PROVIDED TEXT
BEGIN
For whatever reason (Pandemic fatigue? Regurgitated film plot fatigue?) I wasn’t very impressed with most of the new releases I watched this year. Halfway through screener season I just gave up and stopped watching new movies because I was bored. Despite my misgivings about the year in general there were a handful of films released in 2020 that I really appreciated. Here are my Top Four.
True History of the Kelly Gang directed by Justin Kurzel
Kurzel is one of our best working filmmakers right now. If you haven’t made time for Snowtown or his adaptation of Macbeth, do yourself a favor and catch up with them. He also made a video game movie, but I haven’t seen that yet. I might be biased but I loved this modern, fanciful, freewheeling and rather brutal interpretation of Australian history that hit close to the bone for numerous reasons including the fact that I’ve apparently got Kelly blood in my veins thanks to my 2nd great-grandmother (Ellen Kelly) on my father’s side of the family.
Possessor directed by Branden Cronenberg
Like an extended, more developed, more cerebral, and more violent, episode of Black Mirror with one of the bleakest film endings of the year, and that’s saying a lot because bleak endings were typical of most of the new films I watched in 2020. Young Cronenberg is obviously heavily influenced by his father’s work and that’s a good thing.
Gretel & Hansel directed by Oz Perkins
I’ve raved about Perkins (son of Anthony) a lot for anyone keeping tabs so it’s not surprising that I loved his very dark and unsettling interpretation of this classic Brothers Grim tale. I’d also like to give a special shout-out to Alice Krieg who has scared the crap out of me ever since seeing her in Ghost Story (1981) many years ago and she’s perfect as the cannibalistic witch feeding on children’s fears and flesh.
Color of Space directed by Richard Stanley
I’m so glad Richard Stanley is back with a bang! (True confession time: I went through a serious cyberpunk phase in the 1990s and painted “No Flesh Shall Be Spared – Mark 13” on the back of my leather jacket in tribute to Stanley’s Hardware. I also still maintain a massive crush on Carl McCoy and had the great pleasure of seeing Fields of the Nephilim live in the 1980s!) Color of Space is just a whole lot of fun and reminded me of Stuart Gordon’s Lovecraft films from the 1980s. In other words, this felt like a throwback to a bunch of things I love so it’s not surprising that I enjoyed it so much. It pressed buttons that I forgot I had. I hope we’re blessed with more Stanley films in the near future.
Honorable mentions for various reasons: The Beach House, Hunter Hunter, Swallow, Sputnik, Shirley, and Peninsula: Train to Busan II.
END
TASKS AND EXERCISES
(a) According to the film roundup, who directed Possessor?
(b) Transcribe word for word everything in the film roundup from "Possessor directed by" down to "fears and flesh.".

DATA SECTION
BEGIN
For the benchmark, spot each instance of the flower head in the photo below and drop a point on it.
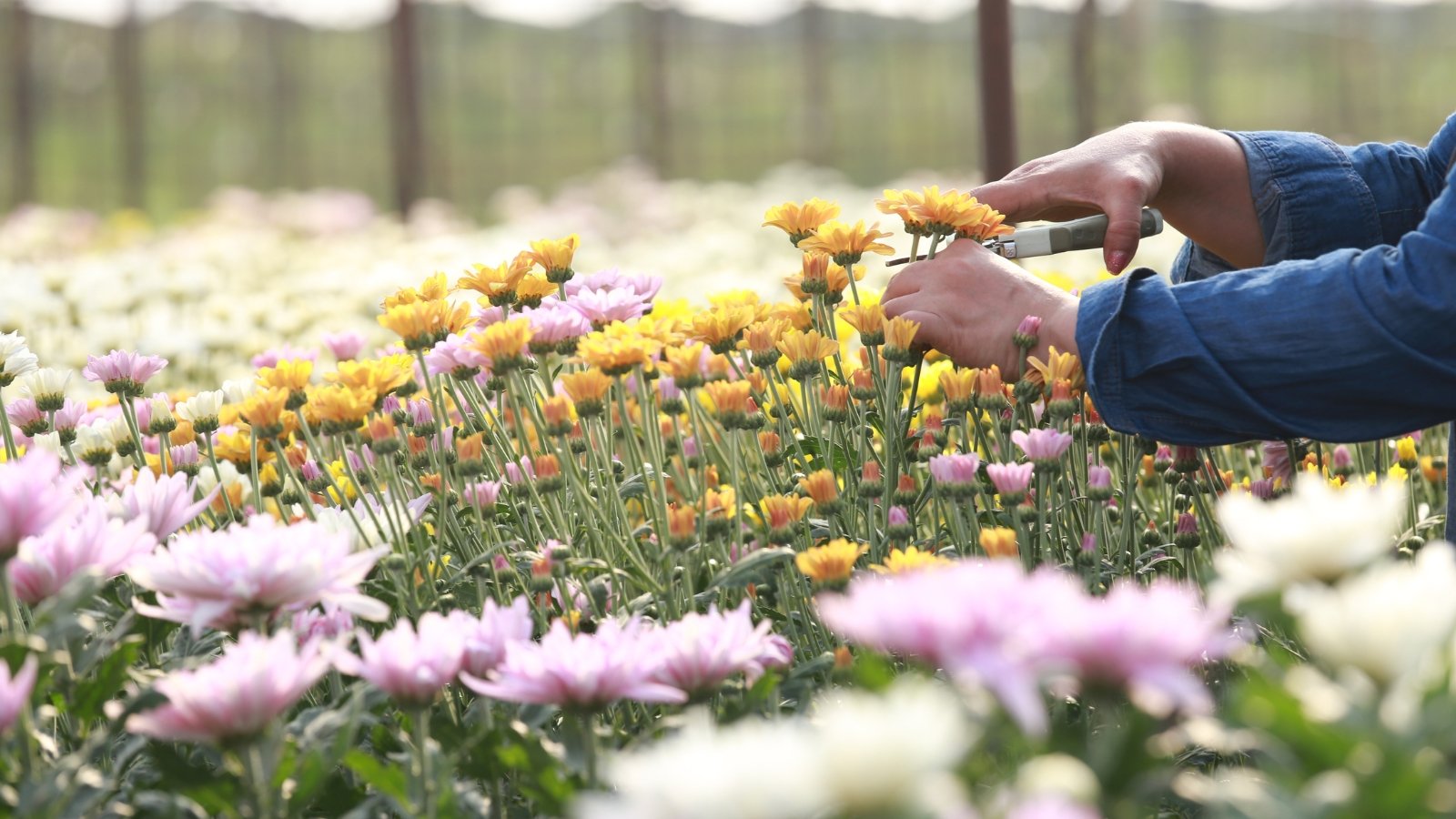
END
SOLUTIONS TO THE TASKS
(a) Branden Cronenberg

(b)
Possessor directed by Branden Cronenberg
Like an extended, more developed, more cerebral, and more violent, episode of Black Mirror with one of the bleakest film endings of the year, and that’s saying a lot because bleak endings were typical of most of the new films I watched in 2020. Young Cronenberg is obviously heavily influenced by his father’s work and that’s a good thing.
Gretel & Hansel directed by Oz Perkins
I’ve raved about Perkins (son of Anthony) a lot for anyone keeping tabs so it’s not surprising that I loved his very dark and unsettling interpretation of this classic Brothers Grim tale. I’d also like to give a special shout-out to Alice Krieg who has scared the crap out of me ever since seeing her in Ghost Story (1981) many years ago and she’s perfect as the cannibalistic witch feeding on children’s fears and flesh.